*Arbeitsauftrag 1*.
Übertragen Sie aus dem Textauszug über Hollandes Halbzeitbilanz alles von „Es ist ein Zufall“ bis hinunter zu „aus den Wahlversprechen.“ wortgetreu.
*Arbeitsauftrag 2*.
Auf welchen Wert ist die Zustimmungsrate für François Hollande laut dem Textauszug über seine Halbzeitbilanz gefallen?

*Textauszug*.
_ _ _ _

Paris. Das TV-Tribunal setzte sich diesmal nicht nur aus Journalisten zusammen, sondern aus handverlesenen Bürgern. Und François Hollande hatte bei seiner Halbzeitbilanz viel zu erklären, als der glücklose Präsident am Donnerstagabend der Nation zur besten Sendezeit Rede und Antwort stand. Die Wirtschaftsdaten sind weiterhin miserabel, und analog dazu ist die Zustimmungsrate auf ein Rekordtief von zwölf Prozent gefallen. 92 Prozent der Franzosen äußerten laut jüngster Umfrage ihre Unzufriedenheit über den Kurs Hollandes, der Chef der Bank Credit Agricole warf ihm einen Mangel an Vision und Kohärenz in der Wirtschaftspolitik vor.

Der Präsident fühlt sich indessen unverstanden. Die anhaltende Krise zwingt ihn zu einer unpopulären Sparpolitik, die mit seinem Wahlprogramm wenig gemein hat. Das aber sei kein Grund, die Zukunft noch düsterer zu sehen, als sie heute ist, verspricht er den notorisch pessimistischen Franzosen. Werden sie ihm glauben? Die Frage war eher, ob sie überhaupt noch zuhören.

Einige Parallelen mit Obama

Es ist ein Zufall des Kalenders, dass die Halbzeit von Hollandes Präsidentschaft beinahe mit den Halbzeitwahlen in den USA zusammenfällt. Gewisse Parallelen zwischen Barack Obama und seinem französischen Kollegen sind augenfällig. Hängt in Paris wie in Washington eine Art Halbzeitfluch über den Präsidenten? Da wie dort entspricht die Realpolitik nicht den übergroßen Erwartungen, die Desillusionierung speist sich aus den Wahlversprechen.

_ _ _ _

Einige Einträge

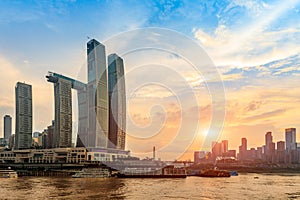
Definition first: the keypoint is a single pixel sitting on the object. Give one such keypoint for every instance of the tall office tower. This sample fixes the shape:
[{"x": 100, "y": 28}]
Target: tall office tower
[
  {"x": 117, "y": 102},
  {"x": 224, "y": 146},
  {"x": 63, "y": 113},
  {"x": 269, "y": 147},
  {"x": 243, "y": 149},
  {"x": 23, "y": 130},
  {"x": 281, "y": 152},
  {"x": 97, "y": 95},
  {"x": 7, "y": 128},
  {"x": 290, "y": 139},
  {"x": 62, "y": 95}
]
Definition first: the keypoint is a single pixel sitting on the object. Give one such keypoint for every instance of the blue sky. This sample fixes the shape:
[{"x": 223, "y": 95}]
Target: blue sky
[{"x": 255, "y": 45}]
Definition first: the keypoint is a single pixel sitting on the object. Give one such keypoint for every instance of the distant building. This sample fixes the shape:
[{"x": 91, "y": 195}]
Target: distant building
[
  {"x": 97, "y": 95},
  {"x": 216, "y": 150},
  {"x": 63, "y": 109},
  {"x": 7, "y": 128},
  {"x": 281, "y": 152},
  {"x": 243, "y": 150},
  {"x": 50, "y": 136},
  {"x": 117, "y": 102},
  {"x": 23, "y": 138},
  {"x": 290, "y": 139},
  {"x": 199, "y": 155},
  {"x": 63, "y": 113},
  {"x": 11, "y": 141},
  {"x": 224, "y": 146},
  {"x": 270, "y": 148}
]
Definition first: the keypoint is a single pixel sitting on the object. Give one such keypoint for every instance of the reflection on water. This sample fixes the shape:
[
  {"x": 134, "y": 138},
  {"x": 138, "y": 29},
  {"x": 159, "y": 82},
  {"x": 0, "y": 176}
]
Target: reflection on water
[{"x": 244, "y": 186}]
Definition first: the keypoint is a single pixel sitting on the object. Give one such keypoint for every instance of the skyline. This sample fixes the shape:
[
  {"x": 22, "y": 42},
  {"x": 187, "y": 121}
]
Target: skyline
[{"x": 260, "y": 74}]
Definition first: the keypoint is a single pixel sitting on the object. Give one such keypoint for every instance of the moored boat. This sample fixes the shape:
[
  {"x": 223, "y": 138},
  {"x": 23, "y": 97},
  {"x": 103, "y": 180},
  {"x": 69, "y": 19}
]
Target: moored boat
[
  {"x": 8, "y": 174},
  {"x": 234, "y": 173},
  {"x": 214, "y": 173},
  {"x": 92, "y": 173}
]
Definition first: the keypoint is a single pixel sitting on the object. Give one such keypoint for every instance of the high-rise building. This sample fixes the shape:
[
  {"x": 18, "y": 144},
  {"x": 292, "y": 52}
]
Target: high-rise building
[
  {"x": 63, "y": 109},
  {"x": 269, "y": 147},
  {"x": 290, "y": 139},
  {"x": 23, "y": 138},
  {"x": 117, "y": 102},
  {"x": 97, "y": 95},
  {"x": 224, "y": 146},
  {"x": 63, "y": 113},
  {"x": 243, "y": 150},
  {"x": 281, "y": 152},
  {"x": 7, "y": 128}
]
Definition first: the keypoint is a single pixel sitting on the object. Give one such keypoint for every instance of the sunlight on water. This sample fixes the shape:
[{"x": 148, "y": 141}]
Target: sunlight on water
[{"x": 244, "y": 186}]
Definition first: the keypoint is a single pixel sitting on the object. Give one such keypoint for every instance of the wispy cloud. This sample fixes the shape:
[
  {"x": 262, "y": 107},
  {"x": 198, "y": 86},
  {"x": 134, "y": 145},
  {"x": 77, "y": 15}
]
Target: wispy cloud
[{"x": 254, "y": 42}]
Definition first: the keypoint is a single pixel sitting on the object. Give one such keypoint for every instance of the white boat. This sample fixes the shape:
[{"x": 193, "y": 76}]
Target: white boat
[{"x": 8, "y": 174}]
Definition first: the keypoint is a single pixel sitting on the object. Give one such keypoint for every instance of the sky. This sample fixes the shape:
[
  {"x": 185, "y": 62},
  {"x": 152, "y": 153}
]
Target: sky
[{"x": 252, "y": 48}]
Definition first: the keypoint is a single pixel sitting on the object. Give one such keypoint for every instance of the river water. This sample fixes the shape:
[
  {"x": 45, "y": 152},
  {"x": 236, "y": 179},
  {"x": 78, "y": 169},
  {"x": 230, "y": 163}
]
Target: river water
[{"x": 244, "y": 186}]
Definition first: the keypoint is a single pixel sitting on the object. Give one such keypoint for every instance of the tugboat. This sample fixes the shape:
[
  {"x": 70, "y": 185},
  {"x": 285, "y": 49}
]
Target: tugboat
[
  {"x": 8, "y": 174},
  {"x": 92, "y": 173},
  {"x": 214, "y": 173},
  {"x": 165, "y": 172}
]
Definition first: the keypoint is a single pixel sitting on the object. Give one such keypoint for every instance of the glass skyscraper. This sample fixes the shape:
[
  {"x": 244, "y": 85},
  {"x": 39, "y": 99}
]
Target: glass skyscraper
[
  {"x": 97, "y": 96},
  {"x": 290, "y": 139},
  {"x": 23, "y": 130},
  {"x": 117, "y": 102},
  {"x": 7, "y": 128}
]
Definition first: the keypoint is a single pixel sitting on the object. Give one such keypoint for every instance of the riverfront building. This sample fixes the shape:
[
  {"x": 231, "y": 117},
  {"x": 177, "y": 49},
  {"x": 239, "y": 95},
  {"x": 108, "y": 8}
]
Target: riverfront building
[
  {"x": 23, "y": 130},
  {"x": 97, "y": 96},
  {"x": 7, "y": 128},
  {"x": 117, "y": 102}
]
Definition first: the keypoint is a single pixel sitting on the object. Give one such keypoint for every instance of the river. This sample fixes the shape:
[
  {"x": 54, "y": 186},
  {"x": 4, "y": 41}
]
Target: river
[{"x": 244, "y": 186}]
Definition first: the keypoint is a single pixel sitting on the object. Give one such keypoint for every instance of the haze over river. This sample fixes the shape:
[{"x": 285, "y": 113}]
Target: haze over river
[{"x": 244, "y": 186}]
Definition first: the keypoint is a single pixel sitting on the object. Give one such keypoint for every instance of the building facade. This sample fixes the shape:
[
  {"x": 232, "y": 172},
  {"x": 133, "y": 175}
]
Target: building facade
[
  {"x": 7, "y": 128},
  {"x": 23, "y": 138},
  {"x": 290, "y": 139},
  {"x": 97, "y": 92},
  {"x": 117, "y": 102}
]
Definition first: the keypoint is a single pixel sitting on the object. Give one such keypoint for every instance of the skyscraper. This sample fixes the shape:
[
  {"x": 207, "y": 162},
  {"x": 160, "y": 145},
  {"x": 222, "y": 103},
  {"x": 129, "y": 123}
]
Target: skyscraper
[
  {"x": 243, "y": 149},
  {"x": 290, "y": 139},
  {"x": 7, "y": 128},
  {"x": 63, "y": 109},
  {"x": 63, "y": 113},
  {"x": 97, "y": 95},
  {"x": 23, "y": 130},
  {"x": 269, "y": 147},
  {"x": 117, "y": 102}
]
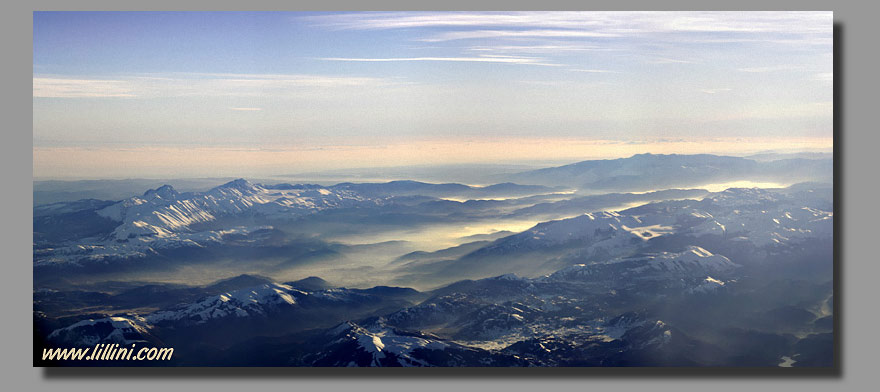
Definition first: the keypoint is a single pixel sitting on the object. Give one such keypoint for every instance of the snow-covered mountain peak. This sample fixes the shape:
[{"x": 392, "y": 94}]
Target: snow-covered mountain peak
[
  {"x": 164, "y": 192},
  {"x": 257, "y": 300}
]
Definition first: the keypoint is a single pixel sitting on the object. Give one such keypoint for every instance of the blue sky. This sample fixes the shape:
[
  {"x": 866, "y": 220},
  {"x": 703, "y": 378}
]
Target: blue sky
[{"x": 326, "y": 90}]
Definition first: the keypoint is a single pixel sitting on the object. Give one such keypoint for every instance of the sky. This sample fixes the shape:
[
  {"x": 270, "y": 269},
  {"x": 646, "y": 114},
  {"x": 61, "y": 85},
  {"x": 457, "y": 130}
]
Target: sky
[{"x": 194, "y": 94}]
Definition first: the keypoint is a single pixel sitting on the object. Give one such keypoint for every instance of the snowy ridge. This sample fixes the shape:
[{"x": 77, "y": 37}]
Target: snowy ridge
[
  {"x": 382, "y": 342},
  {"x": 163, "y": 218},
  {"x": 161, "y": 212},
  {"x": 239, "y": 303}
]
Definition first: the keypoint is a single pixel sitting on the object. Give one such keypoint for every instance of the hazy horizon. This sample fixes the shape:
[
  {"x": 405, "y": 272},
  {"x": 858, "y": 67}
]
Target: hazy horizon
[{"x": 243, "y": 94}]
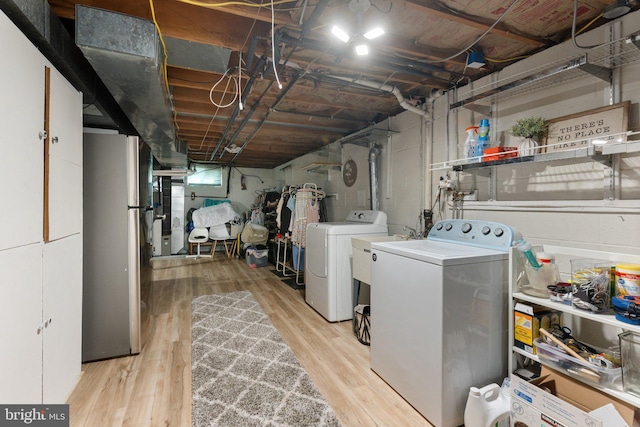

_ _ _ _

*Musterlösung 1*.
Es ist ein Zufall des Kalenders, dass die Halbzeit von Hollandes Präsidentschaft beinahe mit den Halbzeitwahlen in den USA zusammenfällt. Gewisse Parallelen zwischen Barack Obama und seinem französischen Kollegen sind augenfällig. Hängt in Paris wie in Washington eine Art Halbzeitfluch über den Präsidenten? Da wie dort entspricht die Realpolitik nicht den übergroßen Erwartungen, die Desillusionierung speist sich aus den Wahlversprechen.

*Musterlösung 2*.
Auf ein Rekordtief von zwölf Prozent.